::: Selection :::

Tag Archives: wealth

My boiling point

Yup, I have one and the Guardian pushed my button. We all have buttons that can be pushed. If you sing “It’s a cruel Summer, leaving me, leaving me here on my own” really off key to Summer Mcintosh there is a chance she’ll blow a gasket too (it is based on classical music by Ace of Base, 1992). Some dislike the limelight, others (like me) have other buttons. And there is the start for today. The article by Rupert Neate a wealth correspondent (whatever that is) is by their own submission a reporter on covering the super rich and inequality, again whatever the hell that is. But let’s look at that article (at https://www.theguardian.com/news/2023/may/29/2-tax-uk-rich-list-families-raise-22bn-year-reform-inequality) where he starts by hiding behind ‘could’ making him some clueless labor tool. The text “A modest wealth tax on the richest 350 families in the UK could raise more than £20bn a year – enough to fund the construction of 145,000 new affordable homes a year – according to research by fairer taxation campaigners” and there is the emotional useless stage. ‘Constructing 145,000 new affordable homes a year’ We will not get the equations there. We do not get locality because that pricing leaves London far outside of the scope. No his goal is limelight, to hide behind ‘could’ and emotions. Then we get “A 2% tax on assets above £10m held by all members of the Sunday Times rich list could raise as much as £22bn, according to analysis by Tax Justice UK, the Economic Change Unit and the New Economics Foundation (NEF).” And still we get no equations or justification on these numbers. We get another emotional ‘tax the rich’ by an emotional tool. And he merely ‘emotionally validates’ some Sunday Times list without justification. 

You see, lets take a look at the Guardian from June 2017 where we were given (at https://www.theguardian.com/uk-news/2017/jun/21/battersea-power-station-affordable-homes-almost-halved-by-developer ) ’Battersea Power Station developer slashes number of affordable homes’, there we see how Malaysian investors slashed 40% of the agreed affordable homes. How did that end? Nothing (and nowhere), you useless tool! Where is the prosecution of exploiting foreign investors? Where are your values there?  In my personal opinion Rupert Neate needs to buy a lollie, sit in a corner, suck on that and shut the fuck up (pardon my language).

:::

> [Task set]:
1. Extract the passage of the post on the Guardian wealth tax article between "You see, lets" and "(pardon my language).", inclusive.
2. In the post on the Guardian wealth tax article, what share of the agreed affordable homes at Battersea Power Station did the Malaysian investors cut?
3. Continue the post on the Guardian wealth tax article from where it stops.

::: Recorded data :::

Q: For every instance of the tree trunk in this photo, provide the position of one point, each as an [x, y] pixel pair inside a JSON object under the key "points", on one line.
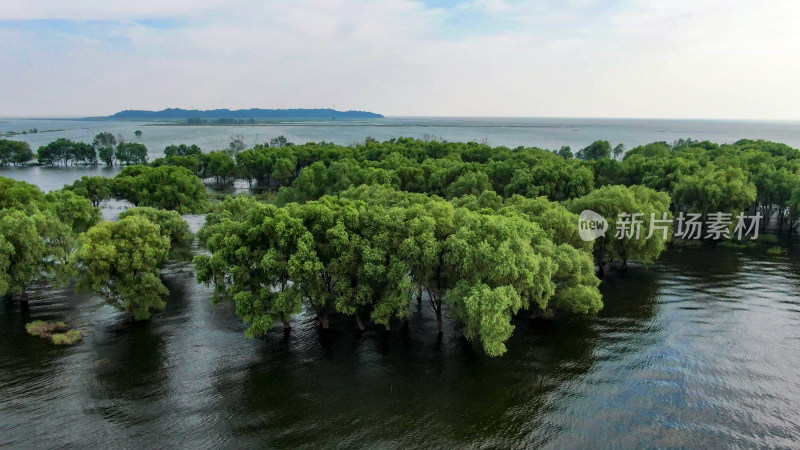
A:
{"points": [[359, 322], [23, 298]]}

:::

> [Task results]:
1.
You see, lets take a look at the Guardian from June 2017 where we were given (at https://www.theguardian.com/uk-news/2017/jun/21/battersea-power-station-affordable-homes-almost-halved-by-developer ) ’Battersea Power Station developer slashes number of affordable homes’, there we see how Malaysian investors slashed 40% of the agreed affordable homes. How did that end? Nothing (and nowhere), you useless tool! Where is the prosecution of exploiting foreign investors? Where are your values there?  In my personal opinion Rupert Neate needs to buy a lollie, sit in a corner, suck on that and shut the fuck up (pardon my language).

2. 40%

3.
It is always labour minded idiots that are heralding ‘inequality’ and that is a larger problem. I am not against PROPER taxation, but these people according to taxation law paid their fair share and then some. You see in 2022 according to one source “629,000 people paid the additional rate of income tax is 45%, and is paid on earnings above £125,140 a year”, so these people already are in the 45% bracket (don’t worry I have a solution). They have paid their fair share, yet there is another matter. I am not blind to certain levels of inequality. You see fair taxation is also needed on corporations, Apple didn’t become a trillion dollar industry because of their devices. Their tax write offs are unheard of and that had to change decades ago. I wish them all their profits, yet there should be taxation. Retail Gazette gives us ‘UK Apple stores paid less than £800,000 tax despite £971.5m of sales’ did that useless wealth correspondent look at that part? And they are merely one of dozens of companies that are legally stretching the lines of taxation laws. Then we are given “Those on the rich list include the prime minister Rishi Sunak and wife Akshata Murty at number 275 out of 350, with £529m, and the 32-year-old Duke of Westminster, with £9.9bn, at number 11.” And that might be true, so did they pay their taxation? It seems Apple didn’t. And that list grows, whilst the useless people are focussed on people who paid their dues according to tax laws. You see, there is another income stream. We get so much emotional garbage from magazines and newspapers that they should LOSE their 0% VAT setting, we can set that to 6% or 10%, there is your income right there. If you cannot properly report the news, you should be taxed. You forgot about the mirror image you see when you get up in the morning. So I give you another income source. If you cannot properly do your job, you get to be taxed as well.

Issue solved!

You see, if we are to believe the HMRC, six hundred and twenty nine thousand people pay their fair share and then some. So this rich list is utter BS, I say we tax the media, lets see how long they can play games whilst letting some useless wealth correspondent continue their ‘labor’ needs. Yes, this is personal, but we see this come again and again whilst no one is doing anything about tax laws or exploiting investors. Why not? It seems that the Guardian has a few fences to mend and I suggest that they hop to it, I reckon that they could spring that 10% VAT bill, but there is a chance that they will cry like little bitches, just like they did when the Leveson report was released. 

So, they pressed my button and this was my response. So, have a nice day whilst I kill a few people in Skyrim with a bow (we all unwind in our own way), they will never know what hit them.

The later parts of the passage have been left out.